SUPPLIED TEXT:
━━━━━━━━━━━━━━━━

RE: Unexpected behavior when sorting groups

Posted by Tony Paloma <to...@valvesoftware.com>.
Thanks Paul. That's helpful. I'm not familiar with the concept of custom caches. Would this be custom Java code or something defined in the config/schema? Can you point me to some documentation?

Another workaround I was thinking of using was making two Solr queries when wanting to sort groups by price desc. One to get the number of total groups and then another that gets groups sorted by price asc starting from ngroups - (start+rows) and then just flip the ordering to fake sorting by min(price) desc, but I was worried about the performance implications of that.

SOLR-2072 has a similar request.
https://issues.apache.org/jira/browse/SOLR-2072

Bryan's comment is exactly what I'm looking for:
> I would like to able to use sort and group.sort together such that the group.sort is applied with in the group first and the first document of each group is then used as the representative document to perform the overall sorting of groups.

The latest comment there suggests that it's a bug in distributed mode, but I don't think that's the case since I'm only using one instance of Solr with no sharding or anything. 

-----Original Message-----
From: Paul Masurel [mailto:paul.masurel@gmail.com] 
Sent: Sunday, August 04, 2013 2:54 PM
To: solr-user@lucene.apache.org
Subject: Re: Unexpected behavior when sorting groups

Dear Tony,

The behavior you described is correct, and what you are requiring is impossible with Solr as it is.

I wouldn't however say it is a limitation of Solr : your problem is actually difficult and require some preprocessing.

One solution if it is feasible for you is to precompute the lowest price of your groups beforehands and add a field to all of the document of your group.

The other way to address your problem is to do that within Solr.
This can be done by adding a custom cache holding these values.
You can implement the computation of the min price in the warm method.

You can then add a custom function to return the result stored in this cache. Function values can be used for sorting.

If if does not exist yet, you may open a ticket. I will try and get authorization to opensource a solution for this.

Regards,

Paul




On Sat, Aug 3, 2013 at 12:00 AM, Tony Paloma <to...@valvesoftware.com>wrote:

> I'm using field collapsing to group documents by a single field and 
> have run into something unexpected with how sorting of the groups 
> works. Right now I have each group return one document. The documents 
> within each group are sorted by a field ("price") in ascending order 
> using group.sort so that the document returned for each group in the 
> search results is the cheapest document of the group. If I sort the 
> groups amongst themselves using sort=price asc, I get what I expect 
> with groups having documents whose lowest price value is low show 
> first and groups having documents whose lowest price value is high show last.

━━━━━━━━━━━━━━━━

MATERIAL SHOWN:
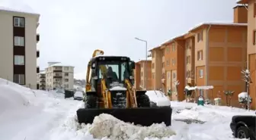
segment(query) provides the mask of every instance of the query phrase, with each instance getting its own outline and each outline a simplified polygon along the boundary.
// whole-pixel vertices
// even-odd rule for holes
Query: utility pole
[[[148,42],[146,40],[140,39],[137,37],[135,38],[135,39],[144,42],[146,43],[146,61],[144,64],[144,88],[146,89],[147,89],[147,62],[148,62]]]

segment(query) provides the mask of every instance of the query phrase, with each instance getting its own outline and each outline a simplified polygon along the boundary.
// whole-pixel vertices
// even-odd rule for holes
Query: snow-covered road
[[[135,126],[104,114],[91,125],[79,125],[76,110],[83,106],[82,101],[64,99],[53,92],[32,91],[0,79],[0,139],[107,140],[104,137],[108,136],[115,140],[231,140],[235,139],[229,129],[232,117],[254,115],[254,111],[229,107],[175,101],[171,104],[169,127]]]

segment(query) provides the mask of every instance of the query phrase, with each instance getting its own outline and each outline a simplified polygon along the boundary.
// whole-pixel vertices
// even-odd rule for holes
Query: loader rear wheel
[[[85,108],[97,108],[98,107],[98,97],[94,95],[88,95],[85,99]]]
[[[150,107],[150,100],[148,95],[144,94],[137,95],[136,99],[138,107]]]

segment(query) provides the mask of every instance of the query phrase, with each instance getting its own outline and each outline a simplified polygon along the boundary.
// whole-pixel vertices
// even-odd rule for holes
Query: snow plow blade
[[[149,126],[153,123],[165,123],[171,125],[171,107],[138,107],[138,108],[80,108],[76,111],[79,123],[92,123],[95,117],[101,114],[108,114],[126,122],[135,125]]]

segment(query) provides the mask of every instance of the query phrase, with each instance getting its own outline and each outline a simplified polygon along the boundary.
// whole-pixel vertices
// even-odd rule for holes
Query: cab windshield
[[[105,76],[107,79],[111,79],[112,82],[122,82],[125,79],[129,78],[129,63],[126,61],[99,61],[98,62],[98,78],[102,79]],[[107,71],[101,71],[106,67]]]

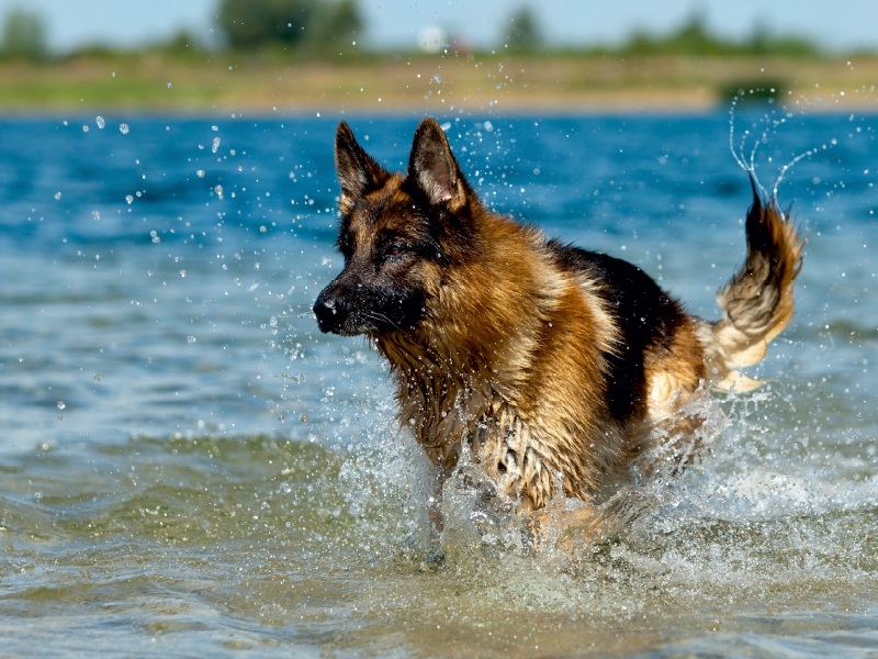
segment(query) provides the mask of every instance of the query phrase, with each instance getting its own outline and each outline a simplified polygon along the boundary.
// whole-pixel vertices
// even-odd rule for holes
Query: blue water
[[[809,243],[770,383],[700,465],[579,556],[448,537],[438,567],[385,366],[309,311],[339,119],[0,121],[4,651],[871,652],[878,118],[738,118],[766,186],[814,149],[779,192]],[[495,211],[717,317],[750,201],[727,113],[438,119]],[[403,168],[418,118],[346,120]]]

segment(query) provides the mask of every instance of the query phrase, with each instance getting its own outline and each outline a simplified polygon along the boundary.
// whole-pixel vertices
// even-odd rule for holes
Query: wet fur
[[[679,407],[706,384],[752,387],[738,369],[792,314],[802,242],[755,185],[746,261],[709,323],[640,268],[488,211],[434,120],[405,175],[344,122],[336,165],[345,269],[315,303],[320,330],[369,336],[431,460],[450,473],[465,443],[519,513],[558,483],[588,502],[655,437],[691,433],[698,420]]]

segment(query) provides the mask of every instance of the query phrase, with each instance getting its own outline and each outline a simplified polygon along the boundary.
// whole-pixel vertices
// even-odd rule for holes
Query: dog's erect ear
[[[466,201],[463,175],[451,154],[446,134],[435,119],[425,119],[415,131],[408,176],[431,204],[447,203],[453,209]]]
[[[390,178],[390,174],[357,144],[350,126],[344,121],[336,131],[336,171],[341,183],[338,210],[342,214],[350,212],[363,194],[380,188]]]

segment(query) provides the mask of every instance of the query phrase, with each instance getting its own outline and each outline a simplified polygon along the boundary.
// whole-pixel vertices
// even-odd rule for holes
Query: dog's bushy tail
[[[761,382],[738,369],[759,362],[768,344],[792,317],[792,284],[802,267],[804,238],[751,175],[753,205],[747,212],[747,258],[717,294],[722,317],[703,326],[706,367],[719,390],[747,391]]]

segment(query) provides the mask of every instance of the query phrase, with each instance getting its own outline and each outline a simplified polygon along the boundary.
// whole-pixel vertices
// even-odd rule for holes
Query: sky
[[[50,46],[66,52],[85,44],[139,45],[188,29],[210,41],[218,0],[0,0],[0,15],[14,7],[38,11]],[[547,40],[614,44],[632,30],[673,30],[694,11],[717,34],[739,37],[758,24],[777,34],[808,36],[844,51],[878,48],[878,0],[531,0]],[[480,46],[496,44],[521,0],[360,0],[371,45],[408,46],[420,30],[441,25]]]

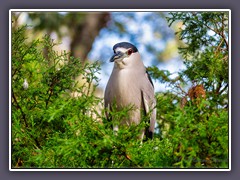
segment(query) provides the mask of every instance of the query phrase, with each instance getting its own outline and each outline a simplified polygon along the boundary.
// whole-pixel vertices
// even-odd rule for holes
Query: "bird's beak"
[[[124,55],[124,53],[118,51],[114,53],[114,55],[111,57],[110,62],[114,62],[115,60],[121,60],[125,57]]]

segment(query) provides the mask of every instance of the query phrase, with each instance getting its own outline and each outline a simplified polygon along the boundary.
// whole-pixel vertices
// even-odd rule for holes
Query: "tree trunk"
[[[86,15],[84,23],[74,30],[73,39],[70,45],[71,56],[80,58],[86,62],[87,55],[92,49],[92,44],[99,31],[107,25],[110,15],[108,12],[89,13]]]

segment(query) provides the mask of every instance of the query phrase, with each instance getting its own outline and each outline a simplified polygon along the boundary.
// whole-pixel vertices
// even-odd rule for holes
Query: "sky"
[[[167,41],[162,40],[161,37],[158,37],[156,34],[156,27],[154,24],[151,24],[150,21],[145,19],[146,16],[150,15],[151,12],[135,12],[135,17],[133,19],[128,18],[127,15],[121,12],[112,12],[111,17],[123,25],[125,25],[126,33],[119,35],[114,31],[109,31],[107,28],[103,28],[99,36],[96,37],[92,50],[88,55],[88,59],[90,61],[100,61],[102,63],[102,68],[98,77],[100,78],[99,87],[103,90],[107,85],[107,81],[111,75],[113,63],[109,62],[110,57],[113,55],[112,47],[119,42],[128,41],[137,46],[143,63],[146,67],[152,66],[153,64],[156,65],[161,70],[168,70],[170,73],[175,73],[172,77],[177,75],[177,72],[184,69],[185,66],[181,58],[177,55],[169,59],[168,61],[164,61],[161,63],[154,63],[156,62],[155,54],[147,51],[145,47],[147,44],[151,44],[154,48],[159,51],[164,50]],[[20,24],[26,23],[27,21],[27,14],[22,13],[19,17]],[[154,23],[158,23],[159,27],[168,31],[168,35],[174,36],[174,31],[168,27],[167,22],[164,21],[162,18],[156,19]],[[155,29],[154,29],[155,28]],[[51,37],[53,39],[57,39],[56,33],[52,33]],[[134,42],[133,42],[134,41]],[[69,50],[69,43],[70,39],[68,37],[63,37],[61,40],[62,44],[59,46],[62,50]],[[168,90],[165,84],[161,84],[158,81],[154,81],[155,91],[165,91]]]
[[[164,46],[166,45],[166,42],[154,36],[155,32],[153,27],[151,26],[151,24],[149,24],[148,21],[144,20],[144,16],[147,14],[149,14],[149,12],[136,13],[136,18],[134,19],[135,21],[131,21],[131,20],[130,22],[127,21],[128,24],[126,26],[128,30],[127,32],[130,31],[132,36],[137,36],[138,34],[140,34],[139,31],[141,31],[141,36],[135,38],[137,39],[136,40],[137,42],[141,42],[141,43],[138,43],[137,45],[134,44],[134,45],[137,46],[139,53],[141,54],[143,63],[146,67],[152,66],[154,64],[154,60],[156,61],[156,57],[150,52],[148,52],[147,49],[144,47],[144,45],[156,44],[157,46],[156,48],[158,48],[159,50],[164,50]],[[114,18],[118,18],[120,22],[123,22],[123,23],[126,22],[126,18],[124,18],[123,15],[114,14],[114,16],[115,16]],[[138,21],[136,21],[136,19]],[[167,26],[167,23],[164,25]],[[165,27],[165,28],[168,28],[172,36],[174,36],[174,32],[171,28],[169,27]],[[106,29],[103,29],[100,32],[100,35],[96,38],[93,44],[93,49],[89,53],[88,58],[90,60],[92,61],[100,60],[101,62],[103,62],[102,70],[98,75],[98,77],[101,79],[101,81],[99,82],[99,86],[103,89],[106,87],[107,81],[111,75],[112,68],[113,68],[113,63],[109,62],[110,57],[113,55],[112,47],[116,43],[123,42],[123,41],[131,42],[131,36],[128,34],[119,36],[119,34],[117,33],[109,33],[109,31],[107,31]],[[106,55],[101,57],[100,55],[101,53],[98,53],[98,52],[105,52]],[[161,70],[169,70],[170,73],[175,73],[172,75],[172,78],[174,78],[177,75],[176,72],[182,69],[185,69],[183,61],[179,56],[173,57],[172,59],[169,59],[166,62],[158,63],[157,67]],[[165,84],[161,84],[158,81],[154,81],[154,80],[153,80],[153,83],[154,83],[156,92],[169,90]]]

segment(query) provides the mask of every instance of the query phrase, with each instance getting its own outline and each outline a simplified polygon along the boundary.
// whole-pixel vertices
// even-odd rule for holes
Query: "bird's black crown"
[[[113,51],[115,52],[115,50],[118,47],[122,47],[122,48],[125,48],[125,49],[131,48],[133,50],[133,52],[138,52],[138,49],[136,48],[136,46],[134,46],[134,45],[132,45],[131,43],[128,43],[128,42],[120,42],[120,43],[115,44],[113,46]]]

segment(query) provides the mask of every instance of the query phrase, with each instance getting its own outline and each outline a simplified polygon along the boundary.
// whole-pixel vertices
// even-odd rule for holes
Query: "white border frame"
[[[220,12],[220,11],[227,11],[229,13],[229,168],[228,169],[12,169],[11,167],[11,152],[12,152],[12,145],[11,145],[11,91],[9,91],[9,171],[231,171],[231,10],[230,9],[10,9],[9,10],[9,90],[12,88],[12,76],[11,76],[11,13],[12,12],[189,12],[189,11],[210,11],[210,12]]]

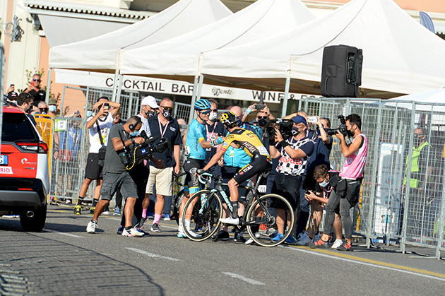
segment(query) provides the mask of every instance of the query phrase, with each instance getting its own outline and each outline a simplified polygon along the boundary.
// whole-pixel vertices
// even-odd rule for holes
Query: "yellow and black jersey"
[[[271,159],[268,152],[263,145],[258,136],[251,131],[244,129],[236,129],[229,134],[222,143],[221,150],[227,150],[231,143],[236,144],[239,148],[242,148],[251,158],[260,155],[267,156]]]

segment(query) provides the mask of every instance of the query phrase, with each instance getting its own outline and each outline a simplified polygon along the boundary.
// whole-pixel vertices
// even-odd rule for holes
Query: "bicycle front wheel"
[[[292,234],[295,215],[286,199],[278,194],[266,194],[252,203],[246,222],[247,232],[254,242],[263,247],[275,247]],[[283,236],[280,238],[275,237],[277,223],[284,227]]]
[[[190,228],[186,227],[186,215],[191,213]],[[186,203],[182,212],[182,229],[190,239],[202,242],[219,229],[222,217],[221,201],[208,190],[200,190]]]

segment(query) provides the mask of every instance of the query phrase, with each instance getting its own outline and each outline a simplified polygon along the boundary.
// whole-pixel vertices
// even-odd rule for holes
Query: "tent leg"
[[[49,103],[49,95],[51,91],[51,74],[52,74],[52,69],[48,68],[48,80],[47,81],[47,95],[44,101],[47,104]]]
[[[290,77],[286,78],[286,85],[285,86],[285,96],[283,99],[283,109],[281,109],[281,117],[286,116],[286,112],[287,111],[287,99],[289,97],[289,88],[290,88]]]

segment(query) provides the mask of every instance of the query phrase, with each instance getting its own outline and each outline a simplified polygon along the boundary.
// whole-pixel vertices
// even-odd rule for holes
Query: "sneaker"
[[[124,227],[119,226],[119,228],[117,228],[117,234],[122,235],[122,232],[124,232]]]
[[[337,251],[352,251],[352,246],[349,242],[345,242],[341,246],[338,247]]]
[[[81,215],[82,213],[82,206],[77,205],[74,207],[74,215]]]
[[[179,231],[178,231],[178,233],[176,234],[176,235],[180,239],[186,239],[187,238],[187,236],[185,235],[185,233],[179,232]]]
[[[159,227],[158,223],[153,223],[153,225],[151,225],[150,231],[153,231],[153,232],[160,232],[160,228]]]
[[[280,232],[277,233],[273,237],[272,237],[272,239],[271,239],[271,242],[278,242],[280,239],[283,239],[284,237],[283,236],[283,235]]]
[[[145,232],[145,231],[143,231],[143,230],[142,228],[141,228],[141,227],[136,227],[136,230],[138,230],[138,231],[139,232],[141,232],[141,233],[143,233],[143,235],[144,235],[145,237],[148,237],[148,236],[149,236],[149,235],[150,235],[150,233],[148,233],[148,232]]]
[[[234,242],[246,242],[246,239],[244,238],[244,237],[242,236],[242,233],[241,232],[236,232],[235,237],[233,238],[233,241]]]
[[[283,243],[287,244],[295,244],[295,239],[292,235],[289,235],[287,239],[285,239]]]
[[[226,241],[229,240],[229,237],[230,237],[230,236],[229,235],[229,232],[227,232],[227,231],[221,230],[218,236],[218,240]]]
[[[93,221],[93,220],[88,222],[87,225],[87,232],[96,233],[96,227],[97,227],[97,221]]]
[[[299,246],[306,246],[311,242],[311,238],[309,237],[307,232],[305,231],[298,235],[298,238],[297,239],[297,240],[295,240],[295,244],[298,244]]]
[[[311,247],[311,249],[331,249],[332,247],[332,244],[331,244],[329,242],[325,242],[323,239],[320,239],[317,241],[310,243],[309,247]]]
[[[332,244],[332,249],[337,249],[342,244],[343,244],[343,241],[342,241],[341,239],[336,239],[334,243]]]
[[[124,228],[124,231],[122,232],[122,235],[124,237],[143,237],[143,233],[139,232],[136,230],[136,228],[131,228],[129,230]]]
[[[229,218],[222,218],[220,219],[220,221],[221,221],[222,223],[230,224],[232,225],[237,225],[239,224],[239,218],[237,218],[234,219],[232,216]]]

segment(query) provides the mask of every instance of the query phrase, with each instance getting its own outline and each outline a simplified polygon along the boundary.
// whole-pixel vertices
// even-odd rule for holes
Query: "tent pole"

━━━━━━━━━━━━━━━━

REQUIRED WORK:
a) List every person named in the Solr group sorting thread.
b) Write the next part of the Solr group sorting thread, starting after its last sentence.
The rows have nothing to do with the Solr group sorting thread.

ANSWERS BELOW:
a) Tony Paloma, Paul Masurel, Bryan

b)
>
> If I change this to sort on price desc, what happens is not what I 
> would expect. I would like the groups to be returned in reverse order 
> from what happened when sorting by price asc. Instead, what happens is 
> the groups are sorted in descending order according to the highest 
> priced document in each group. I want groups to be sorted in 
> descending order according to the lowest priced document in each group, but it appears this is not possible.
> In other words, it appears sorting when groups are involved is limited 
> to either MAX([field]) DESC or MIN([field]) ASC. The other two 
> combinations are not possible. Does anyone know whether or not this is 
> in fact impossible, and if not, how I might put in a feature request?
>



--
______________________________________________

 Masurel Paul
 e-mail: paul.masurel@gmail.com

Re: Unexpected behavior when sorting groups

Posted by Paul Masurel <pa...@gmail.com>.
Dear Tony,

The behavior you described is correct, and what you are requiring
is impossible with Solr as it is.

I wouldn't however say it is a limitation of Solr : your problem is actually
difficult and require some preprocessing.

One solution if it is feasible for you is to precompute the lowest price
of your groups beforehands and add a field to all of the document of your
group.

The other way to address your problem is to do that within Solr.
This can be done by adding a custom cache holding these values.
You can implement the computation of the min price in the warm method.

You can then add a custom function to return the result stored in this
cache. Function values can be used for sorting.

If if does not exist yet, you may open a ticket. I will try and get
authorization
to opensource a solution for this.

Regards,

Paul




On Sat, Aug 3, 2013 at 12:00 AM, Tony Paloma <to...@valvesoftware.com>wrote:

> I'm using field collapsing to group documents by a single field and have
> run into something unexpected with how sorting of the groups works. Right
> now I have each group return one document. The documents within each group
> are sorted by a field ("price") in ascending order using group.sort so that
> the document returned for each group in the search results is the cheapest
> document of the group. If I sort the groups amongst themselves using
> sort=price asc, I get what I expect with groups having documents whose
> lowest price value is low show first and groups having documents whose
> lowest price value is high show last.
>
> If I change this to sort on price desc, what happens is not what I would
> expect. I would like the groups to be returned in reverse order from what
> happened when sorting by price asc. Instead, what happens is the groups are
> sorted in descending order according to the highest priced document in each
> group. I want groups to be sorted in descending order according to the
> lowest priced document in each group, but it appears this is not possible.
> In other words, it appears sorting when groups are involved is limited to
> either MAX([field]) DESC or MIN([field]) ASC. The other two combinations
> are not possible. Does anyone know whether or not this is in fact
> impossible, and if not, how I might put in a feature request?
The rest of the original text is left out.